Meyers is considered somewhat of a pioneer in her field.
She was named one of the top 100 global innovators younger than 35 by the MIT Technology Review in 2004. She received the Joseph Lieberman Award for Significant Contributions to Science in 2017.
Finding her path
Meyers’ focus on education was inspired not only by her parents, both of whom were professors, but her mother’s parents, who survived the concentration camps in Nazi Germany.
Meyers’ mother, Esther Ancel, a retired professor at the University of Wisconsin-Milwaukee’s Lubar School of Business, said her parents, Pincus and Bluma Weinstock, moved to the U.S. from Germany in 1952.
The Weinstocks instilled in their children and grandchildren the importance of education, which they saw as the key to success in American society.
When Lauren was in eighth grade at Bayside Middle School, her grandfather Pincus Weinstock would drive her to Nicolet High School for algebra class.
During high school, she participated in elite summer programs, such as the Arnold Ross mathematics program at Ohio State University and the Research Science Institute, sponsored by the Center for Excellence in Education.
“We realized at an early age she had a gift for abstract thinking and mathematical thinking,” said her father, Fredric Ancel, a retired professor of mathematics at UW-Milwaukee.
In her senior year of high school, USA Today selected her as one of 20 “Academic All-Stars.”
In her junior year at Nicolet, her father gave her a math problem that arose in one of his student’s dissertation papers. She was able to solve the problem, and her writing on the topic was published in an academic journal.
After graduating from Nicolet in 1991,
Meyers went to Harvard University, where she majored in mathematics and philosophy.
The summer after her sophomore year in college, she did cryptology for the National Security Agency, using high-level math to ensure the country’s encoding systems were secure, while also attempting to break the encoding systems of other countries.
Inspired by the opportunity to apply math to real-world problems, she signed up for classes in physics, sociology and biology, looking for “ways that math could unlock the mysteries of life,” she said.
It was around this time that her interest in biology inspired her to spend a summer as a river rafting guide on the West Coast, where she met her nowhusband, Steven, another Nicolet grad who was biking down the Pacific coast at the time.
“Although we grew up across the ravine from each other in Bayside, we met for the first time in the woods of Oregon when we were in our early 20s,” she said.
During graduate school at Stanford University, Meyers studied evolutionary biology, which led her to study how populations change over time, how to build mathematical models to understand those changes in population and the evolutionary dynamics of viruses.

Referring expression data
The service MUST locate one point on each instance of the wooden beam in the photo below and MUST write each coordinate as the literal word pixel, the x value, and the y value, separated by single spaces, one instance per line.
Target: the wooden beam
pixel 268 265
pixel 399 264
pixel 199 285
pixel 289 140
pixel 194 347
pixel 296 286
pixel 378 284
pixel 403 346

Task details -
Transcribe the Meyers profile above word for word, everything from "She was named" down to "Germany in 1952.".

Your response -
She was named one of the top 100 global innovators younger than 35 by the MIT Technology Review in 2004. She received the Joseph Lieberman Award for Significant Contributions to Science in 2017.
Finding her path
Meyers’ focus on education was inspired not only by her parents, both of whom were professors, but her mother’s parents, who survived the concentration camps in Nazi Germany.
Meyers’ mother, Esther Ancel, a retired professor at the University of Wisconsin-Milwaukee’s Lubar School of Business, said her parents, Pincus and Bluma Weinstock, moved to the U.S. from Germany in 1952.